-- TASK DIRECTIONS --
Everything from the line with "Target: wooden shelf" to the end of the data below must be returned exactly as it is, and nothing besides.

-- EXERCISE INPUT --
____
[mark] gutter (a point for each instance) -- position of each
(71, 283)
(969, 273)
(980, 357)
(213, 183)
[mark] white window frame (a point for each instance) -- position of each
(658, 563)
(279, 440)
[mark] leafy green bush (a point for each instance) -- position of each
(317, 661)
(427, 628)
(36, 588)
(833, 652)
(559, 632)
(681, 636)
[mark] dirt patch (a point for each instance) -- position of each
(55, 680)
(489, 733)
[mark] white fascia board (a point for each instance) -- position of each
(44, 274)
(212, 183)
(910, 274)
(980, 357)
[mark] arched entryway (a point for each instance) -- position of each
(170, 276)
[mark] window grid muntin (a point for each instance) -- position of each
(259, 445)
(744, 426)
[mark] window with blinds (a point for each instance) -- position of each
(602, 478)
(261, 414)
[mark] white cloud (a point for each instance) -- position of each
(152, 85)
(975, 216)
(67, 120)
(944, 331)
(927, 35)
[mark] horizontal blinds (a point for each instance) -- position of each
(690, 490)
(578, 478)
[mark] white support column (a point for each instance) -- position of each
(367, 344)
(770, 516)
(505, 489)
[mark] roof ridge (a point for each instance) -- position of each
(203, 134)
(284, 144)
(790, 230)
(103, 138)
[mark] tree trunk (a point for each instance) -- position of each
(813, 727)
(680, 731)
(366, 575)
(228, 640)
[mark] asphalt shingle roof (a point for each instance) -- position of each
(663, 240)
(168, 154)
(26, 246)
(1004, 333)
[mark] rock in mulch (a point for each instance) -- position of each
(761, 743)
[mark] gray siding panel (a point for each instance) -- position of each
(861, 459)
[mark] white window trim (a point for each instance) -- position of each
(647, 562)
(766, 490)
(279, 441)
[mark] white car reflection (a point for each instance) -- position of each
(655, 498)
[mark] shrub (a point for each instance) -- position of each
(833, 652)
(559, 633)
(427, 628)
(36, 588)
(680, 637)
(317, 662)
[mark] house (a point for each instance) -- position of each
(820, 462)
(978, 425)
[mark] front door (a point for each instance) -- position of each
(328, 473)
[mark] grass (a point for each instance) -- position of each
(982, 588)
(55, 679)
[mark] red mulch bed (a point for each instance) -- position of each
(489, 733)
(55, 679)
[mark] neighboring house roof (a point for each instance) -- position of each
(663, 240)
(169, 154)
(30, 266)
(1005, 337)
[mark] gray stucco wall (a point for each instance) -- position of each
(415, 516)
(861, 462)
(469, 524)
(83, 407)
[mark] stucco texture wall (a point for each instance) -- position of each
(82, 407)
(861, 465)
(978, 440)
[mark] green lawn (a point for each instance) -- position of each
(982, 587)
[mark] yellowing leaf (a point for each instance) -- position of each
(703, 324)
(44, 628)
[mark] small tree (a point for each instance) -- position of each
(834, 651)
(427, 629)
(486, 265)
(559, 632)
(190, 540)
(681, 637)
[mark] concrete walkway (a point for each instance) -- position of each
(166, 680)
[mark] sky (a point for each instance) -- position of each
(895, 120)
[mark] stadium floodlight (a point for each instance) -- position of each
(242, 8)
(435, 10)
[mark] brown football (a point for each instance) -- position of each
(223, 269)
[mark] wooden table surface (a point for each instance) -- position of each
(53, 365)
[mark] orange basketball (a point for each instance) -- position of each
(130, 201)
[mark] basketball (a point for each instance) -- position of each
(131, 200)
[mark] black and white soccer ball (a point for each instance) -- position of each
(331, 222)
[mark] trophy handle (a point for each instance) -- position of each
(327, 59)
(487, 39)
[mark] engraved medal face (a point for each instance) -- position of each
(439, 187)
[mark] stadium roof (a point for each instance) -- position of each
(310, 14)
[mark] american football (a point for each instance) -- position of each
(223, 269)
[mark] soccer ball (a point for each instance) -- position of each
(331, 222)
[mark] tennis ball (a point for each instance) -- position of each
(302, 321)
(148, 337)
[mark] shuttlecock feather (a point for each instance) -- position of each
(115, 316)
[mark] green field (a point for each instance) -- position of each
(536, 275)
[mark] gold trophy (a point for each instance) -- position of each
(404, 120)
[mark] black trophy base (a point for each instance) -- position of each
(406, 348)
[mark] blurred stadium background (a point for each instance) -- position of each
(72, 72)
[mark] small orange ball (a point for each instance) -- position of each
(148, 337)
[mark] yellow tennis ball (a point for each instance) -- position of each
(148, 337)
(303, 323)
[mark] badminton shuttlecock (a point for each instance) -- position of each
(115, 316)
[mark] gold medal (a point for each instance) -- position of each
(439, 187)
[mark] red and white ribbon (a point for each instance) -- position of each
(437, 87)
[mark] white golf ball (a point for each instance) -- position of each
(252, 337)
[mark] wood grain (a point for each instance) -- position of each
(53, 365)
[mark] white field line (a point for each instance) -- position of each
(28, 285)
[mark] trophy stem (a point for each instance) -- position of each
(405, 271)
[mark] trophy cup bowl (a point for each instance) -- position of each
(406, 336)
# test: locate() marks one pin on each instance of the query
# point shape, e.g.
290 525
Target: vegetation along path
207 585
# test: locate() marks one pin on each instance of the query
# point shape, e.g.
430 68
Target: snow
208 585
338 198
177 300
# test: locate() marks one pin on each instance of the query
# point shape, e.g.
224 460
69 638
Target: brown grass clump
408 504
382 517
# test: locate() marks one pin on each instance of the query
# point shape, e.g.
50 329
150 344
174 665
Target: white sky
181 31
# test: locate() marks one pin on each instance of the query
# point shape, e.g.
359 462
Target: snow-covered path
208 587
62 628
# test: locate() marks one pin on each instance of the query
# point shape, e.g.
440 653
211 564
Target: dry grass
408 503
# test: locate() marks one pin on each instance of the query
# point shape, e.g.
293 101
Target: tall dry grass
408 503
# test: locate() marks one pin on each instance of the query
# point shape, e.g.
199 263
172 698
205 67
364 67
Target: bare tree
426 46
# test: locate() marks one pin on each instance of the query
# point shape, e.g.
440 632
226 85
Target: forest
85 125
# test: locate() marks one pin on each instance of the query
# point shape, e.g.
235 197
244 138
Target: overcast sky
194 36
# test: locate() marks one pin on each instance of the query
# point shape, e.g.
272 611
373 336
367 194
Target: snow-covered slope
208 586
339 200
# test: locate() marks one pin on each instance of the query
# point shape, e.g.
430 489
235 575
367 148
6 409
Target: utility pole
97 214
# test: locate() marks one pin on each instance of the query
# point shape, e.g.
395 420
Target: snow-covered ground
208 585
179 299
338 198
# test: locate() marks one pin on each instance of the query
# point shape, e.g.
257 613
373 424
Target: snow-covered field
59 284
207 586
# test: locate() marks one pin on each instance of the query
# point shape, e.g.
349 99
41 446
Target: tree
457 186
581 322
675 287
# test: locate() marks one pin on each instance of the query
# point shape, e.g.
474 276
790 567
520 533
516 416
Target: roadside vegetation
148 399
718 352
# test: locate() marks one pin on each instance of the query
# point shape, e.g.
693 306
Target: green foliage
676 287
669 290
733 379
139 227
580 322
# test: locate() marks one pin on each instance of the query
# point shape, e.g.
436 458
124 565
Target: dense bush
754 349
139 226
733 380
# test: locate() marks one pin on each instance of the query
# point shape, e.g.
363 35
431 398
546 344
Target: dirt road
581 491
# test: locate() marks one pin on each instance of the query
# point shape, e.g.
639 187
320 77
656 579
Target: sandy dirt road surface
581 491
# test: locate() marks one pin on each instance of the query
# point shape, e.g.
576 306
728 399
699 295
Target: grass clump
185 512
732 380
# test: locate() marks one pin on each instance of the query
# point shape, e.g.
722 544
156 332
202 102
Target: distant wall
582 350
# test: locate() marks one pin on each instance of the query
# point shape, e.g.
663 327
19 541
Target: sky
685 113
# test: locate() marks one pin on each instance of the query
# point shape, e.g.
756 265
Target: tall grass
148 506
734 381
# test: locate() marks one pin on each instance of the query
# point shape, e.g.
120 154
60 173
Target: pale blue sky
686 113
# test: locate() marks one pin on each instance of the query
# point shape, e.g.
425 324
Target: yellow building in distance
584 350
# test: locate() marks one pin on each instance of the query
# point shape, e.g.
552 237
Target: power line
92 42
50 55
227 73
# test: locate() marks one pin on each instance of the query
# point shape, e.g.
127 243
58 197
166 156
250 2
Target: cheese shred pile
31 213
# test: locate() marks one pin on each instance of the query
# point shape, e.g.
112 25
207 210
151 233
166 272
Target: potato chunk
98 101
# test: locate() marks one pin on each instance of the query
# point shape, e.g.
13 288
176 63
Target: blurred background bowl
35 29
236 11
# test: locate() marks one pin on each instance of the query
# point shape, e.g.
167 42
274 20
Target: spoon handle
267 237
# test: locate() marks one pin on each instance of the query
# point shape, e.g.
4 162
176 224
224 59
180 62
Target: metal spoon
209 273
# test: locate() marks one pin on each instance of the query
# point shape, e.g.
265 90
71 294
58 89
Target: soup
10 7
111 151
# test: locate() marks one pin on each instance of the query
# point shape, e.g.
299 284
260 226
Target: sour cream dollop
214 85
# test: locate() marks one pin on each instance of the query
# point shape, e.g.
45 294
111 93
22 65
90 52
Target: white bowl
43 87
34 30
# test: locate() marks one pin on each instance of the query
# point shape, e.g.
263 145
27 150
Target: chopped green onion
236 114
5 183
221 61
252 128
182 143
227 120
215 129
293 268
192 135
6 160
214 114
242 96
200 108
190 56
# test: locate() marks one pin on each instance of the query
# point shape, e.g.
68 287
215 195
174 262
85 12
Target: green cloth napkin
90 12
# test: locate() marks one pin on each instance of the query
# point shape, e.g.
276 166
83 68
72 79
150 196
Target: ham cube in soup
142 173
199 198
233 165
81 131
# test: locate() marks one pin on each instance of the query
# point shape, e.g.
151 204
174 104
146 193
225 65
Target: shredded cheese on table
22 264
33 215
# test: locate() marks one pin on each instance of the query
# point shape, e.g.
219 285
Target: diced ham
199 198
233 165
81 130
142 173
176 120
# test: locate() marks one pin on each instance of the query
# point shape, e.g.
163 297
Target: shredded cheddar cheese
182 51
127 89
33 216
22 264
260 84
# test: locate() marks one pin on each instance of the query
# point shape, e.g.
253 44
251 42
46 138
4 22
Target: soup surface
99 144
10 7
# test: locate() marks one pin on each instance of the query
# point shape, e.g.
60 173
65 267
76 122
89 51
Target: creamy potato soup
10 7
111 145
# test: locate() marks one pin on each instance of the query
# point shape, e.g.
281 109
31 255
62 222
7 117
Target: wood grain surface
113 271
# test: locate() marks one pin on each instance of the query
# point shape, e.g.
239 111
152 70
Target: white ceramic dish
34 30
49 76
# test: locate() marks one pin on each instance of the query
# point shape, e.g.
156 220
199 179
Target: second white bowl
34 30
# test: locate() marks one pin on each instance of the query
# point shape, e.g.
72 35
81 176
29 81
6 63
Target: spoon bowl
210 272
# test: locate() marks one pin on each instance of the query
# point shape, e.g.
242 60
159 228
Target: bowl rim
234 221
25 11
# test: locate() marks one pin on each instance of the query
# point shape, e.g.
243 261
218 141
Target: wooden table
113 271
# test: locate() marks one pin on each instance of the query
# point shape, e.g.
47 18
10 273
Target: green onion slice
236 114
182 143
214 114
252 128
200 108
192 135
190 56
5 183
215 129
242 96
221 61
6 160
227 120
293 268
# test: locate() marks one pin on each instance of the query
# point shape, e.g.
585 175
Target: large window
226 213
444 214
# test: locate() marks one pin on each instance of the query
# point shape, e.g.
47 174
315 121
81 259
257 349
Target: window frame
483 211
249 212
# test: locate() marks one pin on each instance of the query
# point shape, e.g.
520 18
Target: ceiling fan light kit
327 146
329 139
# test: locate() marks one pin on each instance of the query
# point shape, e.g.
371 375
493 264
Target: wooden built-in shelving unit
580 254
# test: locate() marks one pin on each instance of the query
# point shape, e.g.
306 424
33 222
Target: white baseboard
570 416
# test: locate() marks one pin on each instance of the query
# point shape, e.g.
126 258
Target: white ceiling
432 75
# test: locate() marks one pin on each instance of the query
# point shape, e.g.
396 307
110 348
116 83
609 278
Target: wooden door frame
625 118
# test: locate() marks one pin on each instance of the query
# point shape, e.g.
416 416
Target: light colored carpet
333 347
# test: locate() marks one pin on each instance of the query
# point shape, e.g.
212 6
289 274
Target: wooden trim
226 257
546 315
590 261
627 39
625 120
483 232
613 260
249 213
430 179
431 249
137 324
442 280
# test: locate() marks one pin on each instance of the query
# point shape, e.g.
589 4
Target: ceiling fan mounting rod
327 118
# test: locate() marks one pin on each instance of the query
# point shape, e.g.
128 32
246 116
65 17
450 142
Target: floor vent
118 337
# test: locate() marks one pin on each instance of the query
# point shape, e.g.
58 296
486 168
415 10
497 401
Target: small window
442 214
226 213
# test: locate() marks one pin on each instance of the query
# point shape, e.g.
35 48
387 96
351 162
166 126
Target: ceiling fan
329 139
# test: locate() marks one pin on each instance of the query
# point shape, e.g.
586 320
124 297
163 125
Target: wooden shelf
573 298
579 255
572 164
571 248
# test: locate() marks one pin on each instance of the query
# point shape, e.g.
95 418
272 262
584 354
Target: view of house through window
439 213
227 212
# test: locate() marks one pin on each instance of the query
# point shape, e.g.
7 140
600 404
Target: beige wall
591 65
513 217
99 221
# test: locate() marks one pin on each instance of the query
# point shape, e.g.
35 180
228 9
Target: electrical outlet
____
-- ANSWER SECTION --
Target: wooden shelf
573 298
579 255
572 164
571 248
# test: locate() marks one pin on each instance of the query
# point shape, e.g.
95 418
272 262
584 354
Target: view of house through window
439 213
227 212
# test: locate() marks one pin on each instance of the query
# point shape, e.g.
7 140
600 404
Target: beige wall
591 65
513 217
99 221
# test: locate() marks one pin on each instance of the query
# point shape, e.g.
35 180
228 9
Target: electrical outlet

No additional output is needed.